本文 →
_ _ _ _ _

ご当地 糖尿病治療事情【3】

前回は,患者一人当たりの各県の糖尿病内服薬の年間処方錠剤数を比較しました.

この内服薬錠剤の内訳を表示すると下の通りです.

薬を多く出す県,あまり出さない県という違いはありますが,その内訳をみると,どの県でもビグアナイド(=ほぼすべてがメトホルミン)と DPP4阻害剤(各社から種々の製品が出ています)とが,それぞれ30%強であり,この2種の薬だけで全体の7割近くになっています.

金額ベースで見ると

しかし,以上は錠剤の個数ベースでの集計です. メトホルミンは1錠9.9円と非常に安い薬ですが,DPP4阻害剤は,安いものでも 50円/錠,高いものでは(配合錠) 250円/錠を越えます. またこのデータの集計時点(2016年4月~2017年3月)では まだあまり使われていなかった SGLT2阻害薬も 200円/錠 以上ですから,金額ベースで見ると様相は まったく変わります.

数量では3割以上を占めていたメトホルミン(ビグアナイド)は,グラフのどこにあるのかわからなくなってしまいました.同じく数量では3割だったDPP4阻害剤は,金額では7割近くを占めています. また数量ベースではほとんど目立たなかった SGLT2阻害薬(棒グラフの右端)も金額では1割を閉めます. この年の 糖尿病内服薬の全国合計は3,000億円ほどでしたが,その8割はこの2種の薬の代金だったのです.しかも今後もこの2種は増えていくでしょう.

_ _ _ _ _

抽出データ →
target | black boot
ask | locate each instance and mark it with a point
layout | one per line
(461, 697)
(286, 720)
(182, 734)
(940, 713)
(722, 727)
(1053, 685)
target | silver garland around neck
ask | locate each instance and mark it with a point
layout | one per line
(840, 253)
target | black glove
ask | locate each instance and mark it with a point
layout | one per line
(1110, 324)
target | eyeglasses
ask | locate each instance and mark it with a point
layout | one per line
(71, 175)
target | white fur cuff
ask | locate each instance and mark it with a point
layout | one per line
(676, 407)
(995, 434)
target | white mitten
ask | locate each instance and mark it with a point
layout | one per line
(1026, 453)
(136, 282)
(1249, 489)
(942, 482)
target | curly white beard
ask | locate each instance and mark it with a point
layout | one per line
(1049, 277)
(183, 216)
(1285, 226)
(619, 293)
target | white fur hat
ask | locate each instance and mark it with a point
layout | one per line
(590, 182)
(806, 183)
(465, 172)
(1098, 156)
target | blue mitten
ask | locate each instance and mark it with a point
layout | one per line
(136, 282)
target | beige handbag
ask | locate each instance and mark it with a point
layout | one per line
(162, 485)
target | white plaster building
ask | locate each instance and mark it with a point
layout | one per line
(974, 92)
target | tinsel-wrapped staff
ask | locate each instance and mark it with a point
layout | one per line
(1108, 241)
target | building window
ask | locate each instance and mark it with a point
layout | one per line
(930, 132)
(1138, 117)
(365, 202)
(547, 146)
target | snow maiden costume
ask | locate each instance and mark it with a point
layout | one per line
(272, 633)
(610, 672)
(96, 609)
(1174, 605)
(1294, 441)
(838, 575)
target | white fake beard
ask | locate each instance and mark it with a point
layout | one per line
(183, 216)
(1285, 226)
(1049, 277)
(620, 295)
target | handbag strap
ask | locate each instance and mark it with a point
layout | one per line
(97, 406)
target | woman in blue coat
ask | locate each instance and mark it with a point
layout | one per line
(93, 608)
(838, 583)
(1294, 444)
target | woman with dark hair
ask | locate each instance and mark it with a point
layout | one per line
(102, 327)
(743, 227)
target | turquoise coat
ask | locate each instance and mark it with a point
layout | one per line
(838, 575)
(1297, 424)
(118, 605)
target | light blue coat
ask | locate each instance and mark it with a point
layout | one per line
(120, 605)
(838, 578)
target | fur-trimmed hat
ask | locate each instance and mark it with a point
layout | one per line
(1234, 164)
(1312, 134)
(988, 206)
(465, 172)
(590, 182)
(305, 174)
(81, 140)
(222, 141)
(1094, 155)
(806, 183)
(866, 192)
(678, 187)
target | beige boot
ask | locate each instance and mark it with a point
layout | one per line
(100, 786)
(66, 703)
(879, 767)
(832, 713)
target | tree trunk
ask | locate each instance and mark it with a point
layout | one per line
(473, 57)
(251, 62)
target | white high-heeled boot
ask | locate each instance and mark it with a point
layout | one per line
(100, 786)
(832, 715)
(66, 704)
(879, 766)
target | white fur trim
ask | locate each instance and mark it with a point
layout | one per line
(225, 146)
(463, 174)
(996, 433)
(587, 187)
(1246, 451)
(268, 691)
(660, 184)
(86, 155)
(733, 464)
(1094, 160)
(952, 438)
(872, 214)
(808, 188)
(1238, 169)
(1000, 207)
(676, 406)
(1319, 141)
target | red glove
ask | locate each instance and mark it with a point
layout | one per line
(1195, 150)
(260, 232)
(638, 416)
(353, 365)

_ _ _ _ _

課題 →
次の1.～3.の記述が本文の内容と合っているかを判断してください。それぞれ「はい」か「いいえ」で答え、判断の決め手となる本文の語句をそのまま引用すること。
1. メトホルミンは1錠9.9円である。
2. 金額ベースでは、DPP4阻害剤が全体の3割ほどを占める。
3. この年の糖尿病内服薬の全国合計は3,000億円ほどだった。
データは本文とは別個の資料である。

想定解答 →
1. はい。「メトホルミンは1錠9.9円と非常に安い薬ですが」
2. いいえ。「同じく数量では3割だったDPP4阻害剤は,金額では7割近くを占めています.」
3. はい。「この年の 糖尿病内服薬の全国合計は3,000億円ほどでしたが」